• **STATED GOAL 1**
Answer these about the Stall Guard documentation:
(a) What RPM does a fan report in a stall condition while it is commanded to run?
(b) Which three temperature control modules does Stall Guard cooperate with?
(c) What does the module do to the fan's PWM output once it detects a stall?

• **DOCUMENT EXCERPT**
--- start ---
Stall Guard
Purpose
Section titled “Purpose”The Stall Guard module detects when a fan is commanded to run but reports 0 RPM — a stall condition caused by mechanical blockage, bearing failure, or insufficient starting voltage. When a stall is detected, the module progressively raises the fan’s PWM output to attempt recovery and flags a persistent warning in Home Assistant so you know something went wrong.
When to Use
Section titled “When to Use”Use Stall Guard when fan reliability matters — server cooling, network closets, or any unattended installation where a stuck fan could cause overheating. The module is passive until a problem occurs: it monitors RPM in the background and only intervenes when a fan stops spinning unexpectedly.
See the modules overview for a comparison of all available modules.
Safety Floor
Section titled “Safety Floor”Stall Guard cooperates with all temperature control modules (Temperature PID, Temperature Linear, Temperature Curve) through a safety floor mechanism.
When Stall Guard detects a stall and starts recovery, it sets a per-fan safety floor — a minimum speed that temperature modules will not go below. This prevents the temperature module from fighting the stall recovery by lowering the fan speed back down.
--- end ---
• **DATASET CONTENT**
--- start ---
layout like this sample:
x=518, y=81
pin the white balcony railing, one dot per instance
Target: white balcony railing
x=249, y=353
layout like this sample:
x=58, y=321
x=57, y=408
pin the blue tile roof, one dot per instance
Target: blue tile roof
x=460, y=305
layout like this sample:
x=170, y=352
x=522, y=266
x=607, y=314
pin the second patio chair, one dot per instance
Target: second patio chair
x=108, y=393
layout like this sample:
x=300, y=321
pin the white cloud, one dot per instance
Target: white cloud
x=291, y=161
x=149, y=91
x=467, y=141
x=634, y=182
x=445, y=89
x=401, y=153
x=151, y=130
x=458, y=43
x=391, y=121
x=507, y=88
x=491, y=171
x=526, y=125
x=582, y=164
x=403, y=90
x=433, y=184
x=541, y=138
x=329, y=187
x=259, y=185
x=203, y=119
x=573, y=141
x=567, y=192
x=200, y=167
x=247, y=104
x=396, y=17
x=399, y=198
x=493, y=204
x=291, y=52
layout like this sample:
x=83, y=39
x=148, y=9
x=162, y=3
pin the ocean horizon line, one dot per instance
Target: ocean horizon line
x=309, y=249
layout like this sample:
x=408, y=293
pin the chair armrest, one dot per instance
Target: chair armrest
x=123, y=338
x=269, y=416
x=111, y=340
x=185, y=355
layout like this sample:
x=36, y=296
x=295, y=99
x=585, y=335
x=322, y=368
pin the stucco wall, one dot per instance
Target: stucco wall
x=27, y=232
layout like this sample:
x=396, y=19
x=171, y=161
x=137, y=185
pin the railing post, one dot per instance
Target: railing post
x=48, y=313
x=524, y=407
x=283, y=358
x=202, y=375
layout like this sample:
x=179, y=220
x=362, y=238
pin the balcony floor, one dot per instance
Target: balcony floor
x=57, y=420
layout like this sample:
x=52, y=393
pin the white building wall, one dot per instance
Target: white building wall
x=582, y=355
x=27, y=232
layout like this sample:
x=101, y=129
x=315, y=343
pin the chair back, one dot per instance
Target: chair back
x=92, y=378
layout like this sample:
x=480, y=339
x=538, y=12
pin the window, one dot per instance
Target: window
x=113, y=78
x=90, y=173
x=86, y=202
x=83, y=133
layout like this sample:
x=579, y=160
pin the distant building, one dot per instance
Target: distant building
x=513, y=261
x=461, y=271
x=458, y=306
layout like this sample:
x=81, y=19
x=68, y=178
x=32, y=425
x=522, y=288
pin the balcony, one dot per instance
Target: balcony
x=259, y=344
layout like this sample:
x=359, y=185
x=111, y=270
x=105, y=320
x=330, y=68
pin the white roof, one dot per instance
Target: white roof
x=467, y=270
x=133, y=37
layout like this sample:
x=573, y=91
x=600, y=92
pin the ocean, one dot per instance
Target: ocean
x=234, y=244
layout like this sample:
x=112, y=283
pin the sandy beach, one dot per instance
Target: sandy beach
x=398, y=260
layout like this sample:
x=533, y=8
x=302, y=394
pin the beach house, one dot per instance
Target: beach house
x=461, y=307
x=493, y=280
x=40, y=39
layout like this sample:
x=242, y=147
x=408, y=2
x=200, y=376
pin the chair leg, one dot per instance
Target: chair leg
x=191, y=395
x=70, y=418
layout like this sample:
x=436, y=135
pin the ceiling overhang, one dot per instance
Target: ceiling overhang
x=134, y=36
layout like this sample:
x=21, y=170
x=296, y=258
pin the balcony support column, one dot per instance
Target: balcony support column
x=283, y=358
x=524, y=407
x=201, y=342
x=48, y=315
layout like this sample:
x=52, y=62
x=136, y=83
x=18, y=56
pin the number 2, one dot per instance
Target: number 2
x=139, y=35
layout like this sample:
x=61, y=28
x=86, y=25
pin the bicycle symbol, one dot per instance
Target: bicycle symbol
--- end ---
• **STATED GOAL 2**
Reproduce verbatim everything in the records from their first line down to the line that contains "x=460, y=305", with both ends included.

• **REPLY 1**
(a) 0 RPM
(b) Temperature PID, Temperature Linear, and Temperature Curve
(c) It progressively raises the fan's PWM output to attempt recovery.

• **REPLY 2**
layout like this sample:
x=518, y=81
pin the white balcony railing, one dot per instance
Target: white balcony railing
x=249, y=353
layout like this sample:
x=58, y=321
x=57, y=408
pin the blue tile roof, one dot per instance
Target: blue tile roof
x=460, y=305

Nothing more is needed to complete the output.